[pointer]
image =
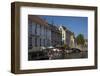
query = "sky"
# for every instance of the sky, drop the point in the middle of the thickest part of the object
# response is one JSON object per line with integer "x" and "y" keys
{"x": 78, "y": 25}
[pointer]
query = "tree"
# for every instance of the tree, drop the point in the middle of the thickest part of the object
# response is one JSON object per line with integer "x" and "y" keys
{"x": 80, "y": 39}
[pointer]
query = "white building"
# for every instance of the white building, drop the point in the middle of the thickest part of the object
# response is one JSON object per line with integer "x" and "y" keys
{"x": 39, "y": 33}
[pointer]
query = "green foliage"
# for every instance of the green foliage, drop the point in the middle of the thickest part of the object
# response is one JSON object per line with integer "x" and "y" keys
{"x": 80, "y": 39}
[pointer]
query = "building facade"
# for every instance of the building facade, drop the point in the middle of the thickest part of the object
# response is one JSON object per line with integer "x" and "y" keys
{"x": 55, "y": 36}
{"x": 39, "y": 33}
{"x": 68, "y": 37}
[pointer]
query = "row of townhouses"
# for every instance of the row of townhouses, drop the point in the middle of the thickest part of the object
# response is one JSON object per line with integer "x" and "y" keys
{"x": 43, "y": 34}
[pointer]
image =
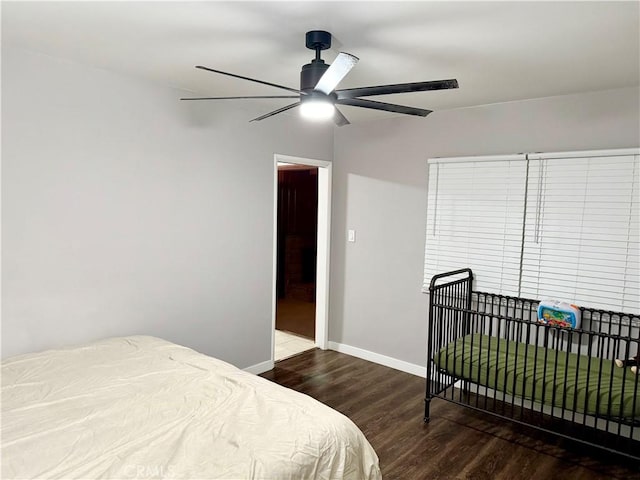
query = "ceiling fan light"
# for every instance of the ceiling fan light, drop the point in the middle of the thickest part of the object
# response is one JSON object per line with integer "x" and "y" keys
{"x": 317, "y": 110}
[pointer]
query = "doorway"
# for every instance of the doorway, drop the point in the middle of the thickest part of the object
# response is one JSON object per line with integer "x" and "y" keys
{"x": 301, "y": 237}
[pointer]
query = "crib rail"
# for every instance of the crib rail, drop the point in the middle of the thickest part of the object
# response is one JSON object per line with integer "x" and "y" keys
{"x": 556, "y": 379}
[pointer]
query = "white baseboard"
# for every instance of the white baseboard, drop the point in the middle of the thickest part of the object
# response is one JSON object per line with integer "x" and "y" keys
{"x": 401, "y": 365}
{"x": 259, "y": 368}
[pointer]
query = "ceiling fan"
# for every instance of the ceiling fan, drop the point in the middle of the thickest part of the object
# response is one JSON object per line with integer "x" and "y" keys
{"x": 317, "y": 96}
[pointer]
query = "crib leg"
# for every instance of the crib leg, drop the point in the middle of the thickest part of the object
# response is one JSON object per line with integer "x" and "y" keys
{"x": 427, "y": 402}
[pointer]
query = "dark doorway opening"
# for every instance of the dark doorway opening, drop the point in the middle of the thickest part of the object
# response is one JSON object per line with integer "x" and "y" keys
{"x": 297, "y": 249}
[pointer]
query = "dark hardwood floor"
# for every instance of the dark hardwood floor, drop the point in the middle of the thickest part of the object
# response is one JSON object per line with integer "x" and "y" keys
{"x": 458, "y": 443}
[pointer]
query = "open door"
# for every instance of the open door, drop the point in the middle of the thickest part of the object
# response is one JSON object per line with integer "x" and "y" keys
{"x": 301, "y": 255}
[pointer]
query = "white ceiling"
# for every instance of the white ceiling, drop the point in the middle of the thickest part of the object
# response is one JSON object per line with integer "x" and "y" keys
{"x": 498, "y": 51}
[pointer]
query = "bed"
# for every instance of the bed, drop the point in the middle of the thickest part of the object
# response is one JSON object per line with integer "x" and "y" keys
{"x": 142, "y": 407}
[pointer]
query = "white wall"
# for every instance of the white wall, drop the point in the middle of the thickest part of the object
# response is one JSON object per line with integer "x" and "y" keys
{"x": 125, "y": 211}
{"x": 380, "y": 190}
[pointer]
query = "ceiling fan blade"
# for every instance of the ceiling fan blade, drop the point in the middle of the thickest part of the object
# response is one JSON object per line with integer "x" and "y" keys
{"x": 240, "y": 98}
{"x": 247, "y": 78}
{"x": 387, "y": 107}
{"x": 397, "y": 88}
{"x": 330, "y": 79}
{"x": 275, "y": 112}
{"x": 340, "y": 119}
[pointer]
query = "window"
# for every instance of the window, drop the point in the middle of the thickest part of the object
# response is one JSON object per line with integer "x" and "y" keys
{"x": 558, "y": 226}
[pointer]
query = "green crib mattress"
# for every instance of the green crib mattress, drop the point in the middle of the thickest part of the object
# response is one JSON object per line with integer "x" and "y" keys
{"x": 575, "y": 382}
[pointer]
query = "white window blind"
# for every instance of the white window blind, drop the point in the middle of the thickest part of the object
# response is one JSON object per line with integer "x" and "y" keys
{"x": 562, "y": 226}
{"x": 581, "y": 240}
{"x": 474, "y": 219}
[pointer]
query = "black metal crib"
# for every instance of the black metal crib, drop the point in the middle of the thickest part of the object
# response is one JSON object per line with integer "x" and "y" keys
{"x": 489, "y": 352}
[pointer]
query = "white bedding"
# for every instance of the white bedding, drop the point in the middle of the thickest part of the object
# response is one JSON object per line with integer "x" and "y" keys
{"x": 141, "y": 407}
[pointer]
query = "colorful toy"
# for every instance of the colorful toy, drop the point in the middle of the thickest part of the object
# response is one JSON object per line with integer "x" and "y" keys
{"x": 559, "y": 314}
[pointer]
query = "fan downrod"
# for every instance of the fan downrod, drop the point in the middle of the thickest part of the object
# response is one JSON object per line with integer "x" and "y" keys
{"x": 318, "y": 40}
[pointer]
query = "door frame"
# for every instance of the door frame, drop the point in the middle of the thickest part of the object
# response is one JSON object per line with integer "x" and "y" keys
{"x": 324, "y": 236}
--------
◆ **Work to complete**
Your answer must be every record above, word for word, with no pictures.

◆ **Reply**
[pointer]
image =
query = "sky"
# for every instance of the sky, drop the point in the middle of the thickest part of the object
# response is one JSON object per line with integer "x" and "y" keys
{"x": 78, "y": 25}
[pointer]
query = "tree"
# for every instance of the tree, drop the point in the middle of the thickest part of the object
# response is one JSON object per line with integer "x" and "y" keys
{"x": 80, "y": 39}
[pointer]
query = "white building"
# for every instance of the white building, drop the point in the middle of the thickest part of the object
# response is one JSON object per line with integer "x" and "y" keys
{"x": 39, "y": 33}
[pointer]
query = "green foliage"
# for every instance of the green foliage, drop the point in the middle of the thickest part of the object
# response is one JSON object per line with integer "x" and "y" keys
{"x": 80, "y": 39}
[pointer]
query = "building facade"
# for every instance of the building facade, drop the point in the middle of the thickest part of the object
# response is one JSON object per line with integer "x" and "y" keys
{"x": 55, "y": 36}
{"x": 39, "y": 33}
{"x": 68, "y": 37}
[pointer]
query = "row of townhouses"
# for every instance of the row of townhouses, drop the point in the middle of the thickest part of the object
# response is one JSON object per line with integer "x" and "y" keys
{"x": 43, "y": 34}
[pointer]
image =
query = "ceiling fan light"
# for every instance of the ceiling fan light, drop the point in the middle of the thickest part of the object
# response is one JSON object per line with integer "x" and "y" keys
{"x": 317, "y": 110}
[pointer]
query = "doorway"
# for every instance of the doorway, drop the point in the middle of the thickest part of the object
# response is one JSON object per line with integer "x" and "y" keys
{"x": 301, "y": 237}
[pointer]
query = "crib rail"
# for every instance of the crib rail, drop the point in the middle of the thickest part of the object
# response is one JSON object per line with integer "x" and "y" keys
{"x": 556, "y": 379}
[pointer]
query = "white baseboard"
# for every instance of the white baseboard, drop the point in the middle of the thickest part of the object
# response is one JSON object per line with integer "x" and "y" keys
{"x": 401, "y": 365}
{"x": 259, "y": 368}
[pointer]
query = "ceiling fan"
# for every instance of the ceiling fan, drop the point in the middle of the thickest part of the object
# response is one JSON object per line with integer "x" and "y" keys
{"x": 317, "y": 96}
[pointer]
query = "crib leg"
# for every instance of the crib leg, drop the point in the middle of the thickest part of the object
# response is one JSON object per line with integer "x" and "y" keys
{"x": 427, "y": 402}
[pointer]
query = "dark doorway opening"
# for every instance of the dark doorway opening, drop the point in the middle of the thickest part of the object
# response is one JSON object per line with integer "x" and "y" keys
{"x": 297, "y": 249}
[pointer]
query = "dark hardwood floor"
# for every instance of the dark hardwood floor, drop the point in the middle of the thickest part of the object
# response is one JSON object per line with integer "x" and "y" keys
{"x": 458, "y": 443}
[pointer]
query = "open door"
# for every instance of the open door, drop the point in the middle of the thickest part of the object
# response is one JSON object per line with integer "x" and "y" keys
{"x": 301, "y": 255}
[pointer]
query = "white ceiling"
# for every instance of the white ceiling, drop the point in the middle of the thickest part of the object
# response is one JSON object per line with integer "x" and "y" keys
{"x": 498, "y": 51}
[pointer]
query = "bed"
# for every instance of the bed, drop the point in the middle of the thickest part of the object
# response is one JSON object per line with integer "x" and "y" keys
{"x": 142, "y": 407}
[pointer]
query = "white wall"
# for every instance of the white wall, drop the point in the middle of the thickest part of the object
# response is one JSON object per line with integer "x" and "y" keys
{"x": 125, "y": 211}
{"x": 380, "y": 190}
[pointer]
query = "ceiling fan blade"
# for every instance of the ceiling fan blade, drop the point in the middle of the thickest part of the object
# response is one JSON object per line with integer "x" and "y" keys
{"x": 240, "y": 98}
{"x": 247, "y": 78}
{"x": 387, "y": 107}
{"x": 397, "y": 88}
{"x": 330, "y": 79}
{"x": 275, "y": 112}
{"x": 340, "y": 119}
[pointer]
query = "window"
# for every instance of the window, drop the point in the middle of the thickest part of the object
# response is one JSON object per line with integer "x" and "y" keys
{"x": 558, "y": 226}
[pointer]
query = "green crib mattress"
# for every instance of the green crib mattress, drop the point in the middle of the thickest part of the object
# response is one JSON object per line with integer "x" and "y" keys
{"x": 575, "y": 382}
[pointer]
query = "white window blind"
# for every instance of the white window blind, drop the point in the middle of the thickest part of the object
# response is one JSON object per line with integer "x" and "y" keys
{"x": 562, "y": 226}
{"x": 581, "y": 240}
{"x": 474, "y": 219}
[pointer]
query = "black metal crib"
# for every instance of the black metal crib, drop the point in the middle of the thickest part of the object
# response is one JSON object per line with integer "x" and "y" keys
{"x": 489, "y": 352}
[pointer]
query = "white bedding"
# for every instance of the white bedding, drop the point in the middle of the thickest part of the object
# response is one JSON object per line with integer "x" and "y" keys
{"x": 141, "y": 407}
[pointer]
query = "colorful toy"
# for every instance of the colorful toy, drop the point in the middle of the thickest part of the object
# response is one JSON object per line with integer "x" and "y" keys
{"x": 559, "y": 314}
[pointer]
query = "fan downrod"
# for every instance of the fan downrod, drop the point in the middle of the thickest part of the object
# response is one JSON object per line with integer "x" and "y" keys
{"x": 318, "y": 40}
[pointer]
query = "door frame"
# for every instance of the door frame, drop the point in the middle of the thickest part of the object
# response is one JSON object per line with integer "x" and "y" keys
{"x": 324, "y": 236}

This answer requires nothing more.